■ **Text**

Who could have guessed: Trump’s claims that he would self-fund his campaign, in order to avoid the corruptive influence of big donors, were complete lies.

Scaramucci, to be fair, is a little more Trump’s speed than your average paper pusher: in addition to managing a hedge fund, he hosts a show on Fox Business and wrote the book Goodbye Gordon Gekko: How to Find Your Fortune Without Losing Your Soul, which I assume Trump thought was ironic.

Mnuchin, for his part, is known in Hollywood for quietly taking $50 million out of Relativity, a failing entertainment company, right before it went bankrupt.

Trump deserves credit, at least, for finding fundraisers in his own image.

The campaign also established a joint fundraising agreement with the Republican Party, so that Trump can fundraise for them — he likely won’t, given his distaste for helping others — and they can funnel him money from their large network of billionaire donors, all of whom are focused on making sure Donald doesn’t repeat the mistake he made on Sunday, when he let slip that rich people should pay more taxes.

By Monday, New Trump had it all figured out: he didn’t mean that the rich would pay more — that would be unthinkable for a Republican nominee with his kind of fundraising operation. Rather, he would simply bump the top marginal rate on his own plan up a few points, still a dramatic tax cut.

“Well, sure it’s a change. I’m allowed to change,” he told George Stephanopolous. “You need flexibility, George, whether it’s a tax plan where you’re going to — where you know you’re going to negotiate. But we’re going to come up with something.”

Trump’s tax plan, which would add trillions upon trillions of dollars to the debt with a huge tax break for the rich, has largely flown under the radar since he proposed it last September, aside from the usual mainstream economists saying it was insane.

But Trump’s off-hand comments about the rich were a mistake Mnuchin and Scaramucci likely knew they couldn’t let stand, if Trump wanted the support of the billionaires that used to constitute the GOP’s ideological base, until he reminded rank-and-file voters that America’s trade policies had screwed them.

■ **Problems**
**1.** Retype the passage about Trump's campaign fundraising from "Mnuchin, for his" up to and including "his own image.".
**2.** Extend the passage about Trump's campaign fundraising, beginning immediately after its final sentence.
The entries that come next are drawn from a separate source.

■ **Extracted material**
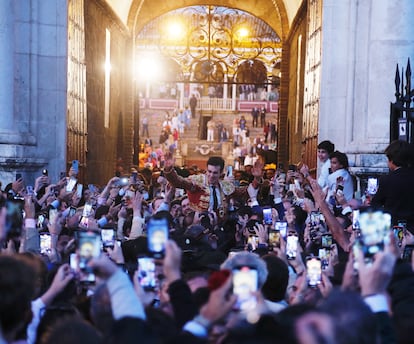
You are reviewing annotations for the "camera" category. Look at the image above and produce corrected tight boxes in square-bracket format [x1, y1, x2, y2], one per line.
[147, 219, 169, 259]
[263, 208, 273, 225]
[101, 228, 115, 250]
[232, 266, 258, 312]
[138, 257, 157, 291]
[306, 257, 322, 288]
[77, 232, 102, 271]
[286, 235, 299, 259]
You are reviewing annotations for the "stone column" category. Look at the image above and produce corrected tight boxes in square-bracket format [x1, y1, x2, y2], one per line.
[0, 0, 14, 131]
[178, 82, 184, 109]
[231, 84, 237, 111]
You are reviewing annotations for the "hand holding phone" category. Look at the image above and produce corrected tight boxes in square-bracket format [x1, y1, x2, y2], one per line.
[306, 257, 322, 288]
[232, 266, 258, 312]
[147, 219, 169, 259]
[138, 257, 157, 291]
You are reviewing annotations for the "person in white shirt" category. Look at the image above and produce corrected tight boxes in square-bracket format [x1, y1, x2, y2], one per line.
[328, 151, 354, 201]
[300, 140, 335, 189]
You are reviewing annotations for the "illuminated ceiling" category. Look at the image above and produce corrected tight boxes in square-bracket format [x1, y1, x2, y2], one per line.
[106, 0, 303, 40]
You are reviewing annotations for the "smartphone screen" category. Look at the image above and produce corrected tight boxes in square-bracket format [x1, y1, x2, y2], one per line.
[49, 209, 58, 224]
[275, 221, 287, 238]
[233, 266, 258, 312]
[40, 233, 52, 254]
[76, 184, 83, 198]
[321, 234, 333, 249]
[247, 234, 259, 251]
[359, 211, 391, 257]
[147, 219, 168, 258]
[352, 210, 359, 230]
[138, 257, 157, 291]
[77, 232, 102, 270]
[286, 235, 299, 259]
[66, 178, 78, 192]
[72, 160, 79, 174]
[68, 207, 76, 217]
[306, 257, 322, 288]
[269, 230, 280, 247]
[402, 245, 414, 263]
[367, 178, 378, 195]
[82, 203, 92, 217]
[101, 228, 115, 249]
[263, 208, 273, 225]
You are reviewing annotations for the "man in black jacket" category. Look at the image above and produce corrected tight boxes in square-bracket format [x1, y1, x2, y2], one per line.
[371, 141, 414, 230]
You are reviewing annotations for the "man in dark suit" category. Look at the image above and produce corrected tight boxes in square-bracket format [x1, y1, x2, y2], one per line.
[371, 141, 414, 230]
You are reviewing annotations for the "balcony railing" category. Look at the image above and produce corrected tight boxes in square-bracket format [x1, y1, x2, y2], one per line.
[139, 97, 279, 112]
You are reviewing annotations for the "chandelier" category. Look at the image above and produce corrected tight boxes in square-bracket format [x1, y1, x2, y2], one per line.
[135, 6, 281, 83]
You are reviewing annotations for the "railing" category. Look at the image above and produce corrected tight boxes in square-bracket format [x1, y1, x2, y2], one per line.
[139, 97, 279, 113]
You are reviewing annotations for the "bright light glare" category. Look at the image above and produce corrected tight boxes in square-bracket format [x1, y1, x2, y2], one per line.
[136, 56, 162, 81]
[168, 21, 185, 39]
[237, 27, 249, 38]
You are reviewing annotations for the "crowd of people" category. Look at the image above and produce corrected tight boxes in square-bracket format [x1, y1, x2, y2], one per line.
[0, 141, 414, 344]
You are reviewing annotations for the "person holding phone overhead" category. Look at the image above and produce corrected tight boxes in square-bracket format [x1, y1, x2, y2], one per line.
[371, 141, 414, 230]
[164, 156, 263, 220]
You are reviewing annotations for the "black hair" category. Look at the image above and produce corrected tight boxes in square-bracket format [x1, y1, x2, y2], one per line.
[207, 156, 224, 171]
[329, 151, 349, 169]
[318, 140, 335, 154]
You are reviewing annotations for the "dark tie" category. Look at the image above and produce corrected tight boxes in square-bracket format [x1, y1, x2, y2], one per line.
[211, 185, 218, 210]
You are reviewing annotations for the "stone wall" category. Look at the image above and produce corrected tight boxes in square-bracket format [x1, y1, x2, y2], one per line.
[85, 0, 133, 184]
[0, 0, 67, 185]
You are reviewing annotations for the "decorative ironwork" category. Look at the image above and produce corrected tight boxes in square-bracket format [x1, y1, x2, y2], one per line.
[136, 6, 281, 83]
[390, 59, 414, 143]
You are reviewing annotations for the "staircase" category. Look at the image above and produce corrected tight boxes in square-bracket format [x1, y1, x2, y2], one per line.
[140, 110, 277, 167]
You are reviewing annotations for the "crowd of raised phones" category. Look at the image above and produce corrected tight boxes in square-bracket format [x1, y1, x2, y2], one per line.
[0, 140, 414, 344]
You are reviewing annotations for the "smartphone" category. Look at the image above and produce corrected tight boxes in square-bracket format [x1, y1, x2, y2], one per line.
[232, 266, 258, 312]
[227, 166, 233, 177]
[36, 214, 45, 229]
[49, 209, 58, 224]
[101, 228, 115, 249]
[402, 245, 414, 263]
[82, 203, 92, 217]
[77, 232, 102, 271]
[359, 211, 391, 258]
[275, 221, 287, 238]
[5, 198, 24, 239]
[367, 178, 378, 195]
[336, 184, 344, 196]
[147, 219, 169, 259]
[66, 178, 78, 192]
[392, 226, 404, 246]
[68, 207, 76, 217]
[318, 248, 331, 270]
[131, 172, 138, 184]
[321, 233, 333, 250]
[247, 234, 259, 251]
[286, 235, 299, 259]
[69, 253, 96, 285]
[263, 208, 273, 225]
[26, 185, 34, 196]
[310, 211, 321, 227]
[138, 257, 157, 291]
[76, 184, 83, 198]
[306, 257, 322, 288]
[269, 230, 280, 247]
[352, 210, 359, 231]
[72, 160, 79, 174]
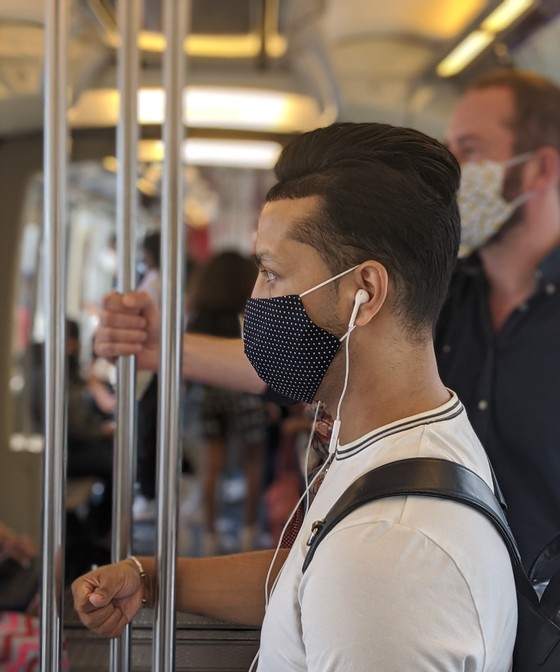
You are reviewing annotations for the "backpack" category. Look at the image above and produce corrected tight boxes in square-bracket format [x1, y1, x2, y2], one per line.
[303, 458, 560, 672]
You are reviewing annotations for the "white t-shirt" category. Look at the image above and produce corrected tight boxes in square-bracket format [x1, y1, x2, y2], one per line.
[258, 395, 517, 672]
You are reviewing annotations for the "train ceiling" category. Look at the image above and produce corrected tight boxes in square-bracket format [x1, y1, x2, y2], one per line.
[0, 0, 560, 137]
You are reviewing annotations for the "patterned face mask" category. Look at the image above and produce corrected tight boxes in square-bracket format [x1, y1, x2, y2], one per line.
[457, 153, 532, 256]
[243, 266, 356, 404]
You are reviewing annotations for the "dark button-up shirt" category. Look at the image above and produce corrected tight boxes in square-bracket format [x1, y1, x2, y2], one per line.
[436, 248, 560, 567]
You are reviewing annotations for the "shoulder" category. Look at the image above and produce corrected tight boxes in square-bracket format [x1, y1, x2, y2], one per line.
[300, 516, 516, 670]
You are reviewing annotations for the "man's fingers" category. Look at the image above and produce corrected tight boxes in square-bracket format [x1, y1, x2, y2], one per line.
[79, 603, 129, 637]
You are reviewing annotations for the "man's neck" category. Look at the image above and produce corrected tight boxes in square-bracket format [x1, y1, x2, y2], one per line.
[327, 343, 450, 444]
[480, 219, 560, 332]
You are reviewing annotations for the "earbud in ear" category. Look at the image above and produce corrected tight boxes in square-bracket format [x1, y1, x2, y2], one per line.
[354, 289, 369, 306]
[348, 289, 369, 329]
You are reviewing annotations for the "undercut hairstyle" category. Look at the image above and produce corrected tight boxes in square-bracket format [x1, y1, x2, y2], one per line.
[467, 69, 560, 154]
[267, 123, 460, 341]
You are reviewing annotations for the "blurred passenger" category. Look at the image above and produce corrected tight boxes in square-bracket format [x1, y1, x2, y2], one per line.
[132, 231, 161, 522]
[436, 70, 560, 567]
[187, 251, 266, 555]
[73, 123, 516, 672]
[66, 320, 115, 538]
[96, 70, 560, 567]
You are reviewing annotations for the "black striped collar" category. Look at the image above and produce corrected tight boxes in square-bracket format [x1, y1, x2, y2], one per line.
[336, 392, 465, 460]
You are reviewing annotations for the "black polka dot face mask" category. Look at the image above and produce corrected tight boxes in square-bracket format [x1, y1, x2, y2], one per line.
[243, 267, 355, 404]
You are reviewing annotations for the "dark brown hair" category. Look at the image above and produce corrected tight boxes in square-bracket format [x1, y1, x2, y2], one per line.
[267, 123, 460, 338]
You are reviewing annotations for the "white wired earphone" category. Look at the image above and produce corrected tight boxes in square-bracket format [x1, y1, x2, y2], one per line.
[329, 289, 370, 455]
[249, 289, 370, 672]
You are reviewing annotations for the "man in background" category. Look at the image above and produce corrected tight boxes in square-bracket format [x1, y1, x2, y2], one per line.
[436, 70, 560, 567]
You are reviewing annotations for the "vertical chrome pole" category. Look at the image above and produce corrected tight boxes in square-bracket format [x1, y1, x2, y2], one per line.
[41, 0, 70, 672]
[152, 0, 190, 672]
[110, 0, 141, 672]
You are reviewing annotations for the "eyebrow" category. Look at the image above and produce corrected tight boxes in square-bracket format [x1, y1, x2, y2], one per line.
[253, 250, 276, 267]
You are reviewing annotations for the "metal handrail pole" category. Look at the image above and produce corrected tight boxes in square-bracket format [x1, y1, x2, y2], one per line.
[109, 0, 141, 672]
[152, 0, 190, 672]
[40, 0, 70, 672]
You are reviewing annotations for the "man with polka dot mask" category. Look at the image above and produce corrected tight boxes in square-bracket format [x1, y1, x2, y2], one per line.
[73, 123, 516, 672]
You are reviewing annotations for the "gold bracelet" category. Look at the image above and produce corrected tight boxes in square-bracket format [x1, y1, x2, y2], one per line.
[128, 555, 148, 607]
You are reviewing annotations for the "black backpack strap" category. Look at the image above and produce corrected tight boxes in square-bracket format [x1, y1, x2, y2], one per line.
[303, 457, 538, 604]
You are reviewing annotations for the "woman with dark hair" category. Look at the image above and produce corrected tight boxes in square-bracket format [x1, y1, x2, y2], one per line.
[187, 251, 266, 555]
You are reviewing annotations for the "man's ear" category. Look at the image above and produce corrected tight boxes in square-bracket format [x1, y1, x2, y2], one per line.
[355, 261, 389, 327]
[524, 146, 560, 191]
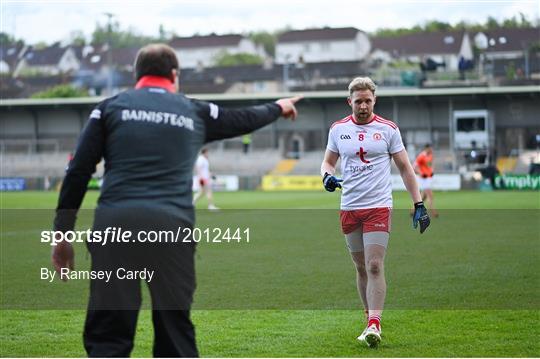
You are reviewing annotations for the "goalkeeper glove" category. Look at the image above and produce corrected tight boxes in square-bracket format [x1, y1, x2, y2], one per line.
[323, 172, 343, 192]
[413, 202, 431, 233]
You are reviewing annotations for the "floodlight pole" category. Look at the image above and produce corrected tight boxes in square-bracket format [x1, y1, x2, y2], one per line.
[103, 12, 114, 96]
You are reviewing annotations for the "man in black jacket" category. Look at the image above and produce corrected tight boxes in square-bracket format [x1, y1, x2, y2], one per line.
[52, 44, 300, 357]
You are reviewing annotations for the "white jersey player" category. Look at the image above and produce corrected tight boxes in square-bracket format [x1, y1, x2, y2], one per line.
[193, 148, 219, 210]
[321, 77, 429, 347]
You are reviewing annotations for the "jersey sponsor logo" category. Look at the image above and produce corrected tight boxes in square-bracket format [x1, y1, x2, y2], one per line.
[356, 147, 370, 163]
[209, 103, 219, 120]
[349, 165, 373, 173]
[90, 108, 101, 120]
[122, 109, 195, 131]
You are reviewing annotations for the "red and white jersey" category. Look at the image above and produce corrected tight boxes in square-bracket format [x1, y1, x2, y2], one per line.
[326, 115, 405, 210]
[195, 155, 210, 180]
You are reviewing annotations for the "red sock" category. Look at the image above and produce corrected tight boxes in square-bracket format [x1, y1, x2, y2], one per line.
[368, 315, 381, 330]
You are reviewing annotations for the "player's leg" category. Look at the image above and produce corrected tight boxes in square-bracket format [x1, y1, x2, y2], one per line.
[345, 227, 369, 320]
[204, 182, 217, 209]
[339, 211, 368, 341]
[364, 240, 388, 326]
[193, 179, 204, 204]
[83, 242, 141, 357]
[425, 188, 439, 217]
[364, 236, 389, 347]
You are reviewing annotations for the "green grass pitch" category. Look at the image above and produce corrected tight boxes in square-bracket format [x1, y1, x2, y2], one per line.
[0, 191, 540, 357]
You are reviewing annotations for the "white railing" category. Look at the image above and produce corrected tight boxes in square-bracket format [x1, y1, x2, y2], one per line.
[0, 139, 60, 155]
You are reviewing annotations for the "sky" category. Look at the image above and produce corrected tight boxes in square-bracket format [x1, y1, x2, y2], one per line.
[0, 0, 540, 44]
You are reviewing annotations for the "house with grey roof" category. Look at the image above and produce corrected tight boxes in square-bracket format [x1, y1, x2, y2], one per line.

■ **Solved problems**
**1.**
Mnuchin, for his part, is known in Hollywood for quietly taking $50 million out of Relativity, a failing entertainment company, right before it went bankrupt.

Trump deserves credit, at least, for finding fundraisers in his own image.

**2.**
And we’re only talking about taxes, an issue that even the most, ahem, inexperienced presidential nominee can fake. If billionaire pressure can reverse Trump’s tax rhetoric in 24 hours, what will billionaire GOP kingmaker Sheldon Adelson’s money do to Trump’s pledge to be “sort of a neutral guy,” in the Israeli-Palestinian peace process?

Hint: Last Wednesday, Trump announced suddenly that Israelis “have to keep moving forward” building illegal settlements in the Palestinian-controlled West Bank, a huge obstacle to any kind of negotiations, if you ask Palestinians.

The next day, Adelson — who Trump had previously accused of trying to “mold” Marco Rubio into “his perfect little puppet” — said Trump would be “good for Israel.”

Now, the billionaires are lining up around the block, trying to impress upon Donald the urgency of their pet causes while he’s still gullible enough to simply give them what they want.

Who’s the puppet now?

This election season’s refreshing discussion of money in politics, however coarse it has been, has brought back a saying from the ‘60s, sometimes attributed to Texas Democrat Sam Rayburn and sometimes to Lyndon Johnson. It’s about lobbyists:

“If you can’t eat their food, drink their booze, screw their women, take their money and then vote against them you’ve got no business being up here.”

Bernie Sanders doesn’t want big donors’ help.

Hillary Clinton — like most candidates for office — does want their help, and claims she can still vote against them.

Donald Trump, building up a fundraising infrastructure on-the-fly, is plainly asking for their help in exchange for his vote.

In fact, if you want a rare glimpse at how money can change politicians’ stances on the issues — especially politicians without much experience on the issues — now is a great time to start tracking how and when Trump changes his mind about things.

It won’t be pretty. But Donald is desperate: he needs hundreds of millions of dollars, probably more, to become a viable presidential candidate. And for him, this is all one big deal. As long as he comes out on top, he’ll sell the American people to the highest bidder.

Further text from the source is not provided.